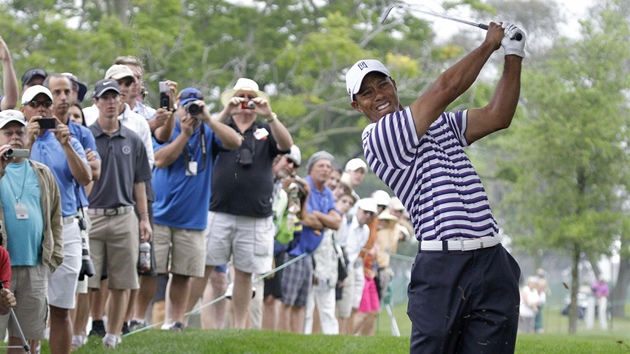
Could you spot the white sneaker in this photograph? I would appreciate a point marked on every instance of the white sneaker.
(230, 289)
(136, 324)
(110, 341)
(78, 341)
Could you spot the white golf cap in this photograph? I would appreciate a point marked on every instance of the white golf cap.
(33, 91)
(356, 164)
(118, 71)
(354, 76)
(11, 115)
(367, 204)
(242, 84)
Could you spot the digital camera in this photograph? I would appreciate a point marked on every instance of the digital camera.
(192, 108)
(248, 105)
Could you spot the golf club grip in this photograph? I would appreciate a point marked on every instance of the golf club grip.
(518, 36)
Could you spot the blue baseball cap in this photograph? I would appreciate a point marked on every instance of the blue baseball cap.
(188, 94)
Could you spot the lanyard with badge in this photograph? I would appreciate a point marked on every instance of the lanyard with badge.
(20, 209)
(191, 165)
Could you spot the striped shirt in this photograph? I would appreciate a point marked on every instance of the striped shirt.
(431, 175)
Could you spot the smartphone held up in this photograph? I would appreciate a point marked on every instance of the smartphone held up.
(165, 100)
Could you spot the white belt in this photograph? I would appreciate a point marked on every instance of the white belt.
(459, 245)
(110, 211)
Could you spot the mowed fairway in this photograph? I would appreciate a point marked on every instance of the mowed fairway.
(555, 340)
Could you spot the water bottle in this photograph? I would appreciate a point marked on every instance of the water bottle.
(145, 257)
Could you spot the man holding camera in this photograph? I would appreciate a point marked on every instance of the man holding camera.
(32, 230)
(240, 221)
(64, 155)
(182, 182)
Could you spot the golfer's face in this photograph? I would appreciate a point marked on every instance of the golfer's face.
(377, 96)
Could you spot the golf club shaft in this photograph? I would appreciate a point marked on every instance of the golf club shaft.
(17, 324)
(401, 6)
(389, 9)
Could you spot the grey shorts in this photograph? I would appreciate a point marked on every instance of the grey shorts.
(249, 240)
(62, 285)
(30, 286)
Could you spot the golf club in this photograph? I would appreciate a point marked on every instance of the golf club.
(17, 324)
(518, 36)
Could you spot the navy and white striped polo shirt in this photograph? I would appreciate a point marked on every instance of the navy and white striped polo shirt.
(431, 175)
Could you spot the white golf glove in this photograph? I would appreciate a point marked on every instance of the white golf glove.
(510, 41)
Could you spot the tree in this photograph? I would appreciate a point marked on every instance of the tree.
(571, 159)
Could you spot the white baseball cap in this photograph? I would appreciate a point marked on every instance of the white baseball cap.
(242, 84)
(354, 76)
(368, 204)
(356, 164)
(11, 115)
(118, 71)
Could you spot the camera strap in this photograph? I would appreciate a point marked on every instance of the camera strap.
(189, 156)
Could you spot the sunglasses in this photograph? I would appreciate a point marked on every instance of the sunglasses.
(187, 95)
(249, 97)
(35, 104)
(125, 83)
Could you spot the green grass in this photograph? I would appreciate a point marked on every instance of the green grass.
(556, 339)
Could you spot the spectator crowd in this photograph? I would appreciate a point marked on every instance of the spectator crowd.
(115, 208)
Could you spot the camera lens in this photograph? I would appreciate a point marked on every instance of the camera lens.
(193, 109)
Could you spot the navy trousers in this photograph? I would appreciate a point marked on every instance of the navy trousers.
(464, 301)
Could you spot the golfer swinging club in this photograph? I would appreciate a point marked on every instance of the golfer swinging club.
(463, 294)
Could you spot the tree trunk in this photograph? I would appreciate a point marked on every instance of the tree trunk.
(575, 285)
(620, 291)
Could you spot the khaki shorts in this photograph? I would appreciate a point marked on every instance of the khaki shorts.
(185, 247)
(249, 240)
(118, 236)
(30, 286)
(62, 285)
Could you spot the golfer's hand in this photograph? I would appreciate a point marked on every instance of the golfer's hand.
(511, 42)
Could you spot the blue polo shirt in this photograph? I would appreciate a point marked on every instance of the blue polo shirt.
(85, 137)
(181, 199)
(321, 201)
(48, 151)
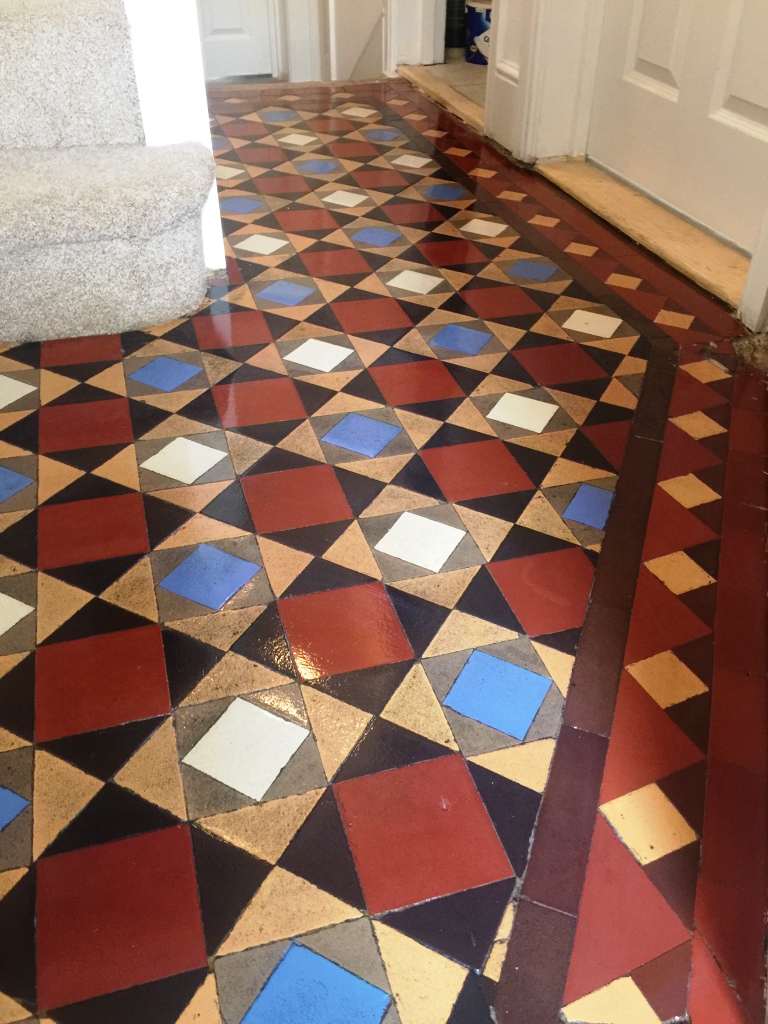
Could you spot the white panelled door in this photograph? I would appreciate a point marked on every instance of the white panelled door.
(681, 108)
(236, 37)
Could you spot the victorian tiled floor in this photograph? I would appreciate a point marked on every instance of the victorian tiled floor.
(314, 608)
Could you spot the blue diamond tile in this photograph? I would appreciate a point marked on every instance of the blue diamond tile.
(461, 339)
(376, 237)
(11, 483)
(286, 292)
(305, 988)
(382, 135)
(531, 270)
(361, 434)
(590, 506)
(210, 577)
(165, 374)
(239, 204)
(498, 693)
(320, 167)
(11, 806)
(448, 193)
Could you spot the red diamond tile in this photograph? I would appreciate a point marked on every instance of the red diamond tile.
(258, 401)
(559, 365)
(411, 383)
(230, 330)
(451, 253)
(68, 351)
(116, 915)
(419, 833)
(507, 300)
(363, 315)
(295, 498)
(90, 530)
(617, 891)
(88, 424)
(100, 681)
(645, 744)
(343, 630)
(549, 592)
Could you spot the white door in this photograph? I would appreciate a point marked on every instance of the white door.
(681, 108)
(237, 37)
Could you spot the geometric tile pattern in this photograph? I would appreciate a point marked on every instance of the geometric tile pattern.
(292, 591)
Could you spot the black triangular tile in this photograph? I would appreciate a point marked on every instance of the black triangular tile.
(513, 810)
(227, 881)
(421, 620)
(332, 870)
(103, 753)
(230, 507)
(483, 600)
(114, 813)
(265, 642)
(187, 662)
(17, 699)
(94, 619)
(159, 1001)
(385, 745)
(17, 975)
(462, 926)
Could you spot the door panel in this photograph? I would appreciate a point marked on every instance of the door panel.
(681, 108)
(236, 37)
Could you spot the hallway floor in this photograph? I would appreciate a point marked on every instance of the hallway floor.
(386, 642)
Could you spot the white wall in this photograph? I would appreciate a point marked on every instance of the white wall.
(171, 90)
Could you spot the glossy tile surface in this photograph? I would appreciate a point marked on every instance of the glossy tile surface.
(292, 592)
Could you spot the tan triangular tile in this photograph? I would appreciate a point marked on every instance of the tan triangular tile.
(233, 675)
(193, 499)
(52, 386)
(544, 519)
(53, 476)
(245, 452)
(486, 530)
(204, 1006)
(284, 906)
(283, 564)
(351, 550)
(379, 469)
(415, 707)
(264, 829)
(526, 764)
(419, 428)
(557, 664)
(201, 529)
(442, 588)
(469, 417)
(394, 499)
(425, 984)
(337, 727)
(112, 379)
(463, 632)
(154, 772)
(135, 591)
(303, 441)
(121, 469)
(60, 793)
(221, 629)
(56, 601)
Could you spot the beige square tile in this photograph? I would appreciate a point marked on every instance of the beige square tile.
(648, 823)
(697, 425)
(679, 572)
(689, 491)
(667, 679)
(706, 371)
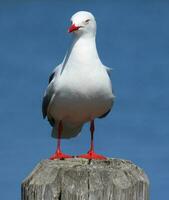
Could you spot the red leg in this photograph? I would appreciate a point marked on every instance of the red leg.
(58, 154)
(91, 154)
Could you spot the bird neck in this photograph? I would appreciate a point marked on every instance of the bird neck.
(83, 50)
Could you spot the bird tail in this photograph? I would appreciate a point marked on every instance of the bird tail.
(69, 130)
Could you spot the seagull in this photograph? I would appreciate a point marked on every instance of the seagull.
(79, 88)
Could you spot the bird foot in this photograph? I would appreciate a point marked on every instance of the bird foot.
(59, 155)
(92, 155)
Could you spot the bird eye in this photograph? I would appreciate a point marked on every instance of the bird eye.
(87, 20)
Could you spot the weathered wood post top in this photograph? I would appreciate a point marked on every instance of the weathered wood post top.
(81, 179)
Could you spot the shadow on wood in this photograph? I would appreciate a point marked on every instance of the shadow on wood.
(80, 179)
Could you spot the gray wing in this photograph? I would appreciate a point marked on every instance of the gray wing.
(49, 93)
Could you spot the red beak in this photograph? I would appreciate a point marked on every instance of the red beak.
(72, 28)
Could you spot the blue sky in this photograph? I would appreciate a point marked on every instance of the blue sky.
(132, 39)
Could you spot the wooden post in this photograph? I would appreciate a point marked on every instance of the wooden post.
(80, 179)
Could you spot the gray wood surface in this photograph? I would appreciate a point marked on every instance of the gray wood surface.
(80, 179)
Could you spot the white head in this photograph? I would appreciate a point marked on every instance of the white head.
(83, 23)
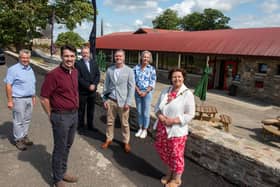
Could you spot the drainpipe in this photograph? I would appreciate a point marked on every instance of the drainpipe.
(156, 64)
(139, 57)
(179, 60)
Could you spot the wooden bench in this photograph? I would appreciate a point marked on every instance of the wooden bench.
(210, 111)
(272, 129)
(225, 120)
(272, 126)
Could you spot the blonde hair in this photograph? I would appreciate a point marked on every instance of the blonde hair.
(24, 51)
(149, 53)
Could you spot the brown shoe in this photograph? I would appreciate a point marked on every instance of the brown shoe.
(174, 183)
(59, 184)
(20, 145)
(127, 148)
(165, 179)
(70, 178)
(27, 141)
(106, 144)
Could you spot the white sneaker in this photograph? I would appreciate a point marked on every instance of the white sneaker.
(143, 134)
(139, 132)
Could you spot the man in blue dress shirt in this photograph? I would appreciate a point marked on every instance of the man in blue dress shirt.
(20, 90)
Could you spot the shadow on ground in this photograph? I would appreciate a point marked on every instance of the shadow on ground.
(259, 136)
(40, 159)
(6, 131)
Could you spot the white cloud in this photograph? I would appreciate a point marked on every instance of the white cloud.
(249, 21)
(189, 6)
(270, 6)
(131, 5)
(138, 23)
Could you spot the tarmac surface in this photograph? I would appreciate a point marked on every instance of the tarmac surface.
(94, 166)
(112, 167)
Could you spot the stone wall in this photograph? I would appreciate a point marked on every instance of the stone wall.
(249, 73)
(243, 162)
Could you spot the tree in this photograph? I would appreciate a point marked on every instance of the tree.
(92, 37)
(71, 38)
(21, 20)
(210, 19)
(167, 20)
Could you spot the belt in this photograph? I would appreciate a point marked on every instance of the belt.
(29, 96)
(112, 99)
(64, 111)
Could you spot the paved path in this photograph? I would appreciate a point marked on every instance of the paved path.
(94, 166)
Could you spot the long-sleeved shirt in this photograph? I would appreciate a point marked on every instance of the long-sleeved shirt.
(22, 80)
(183, 106)
(145, 78)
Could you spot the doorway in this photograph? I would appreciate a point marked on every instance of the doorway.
(228, 71)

=====

EXERCISE DIRECTIONS:
Keep only the lines from the one containing "Could you spot the doorway" to the end of the entries, and repeat them exactly.

PROBLEM SOLUTION:
Could you spot the doorway in this photograph? I would appreciate a point marked on every instance of the doorway.
(228, 71)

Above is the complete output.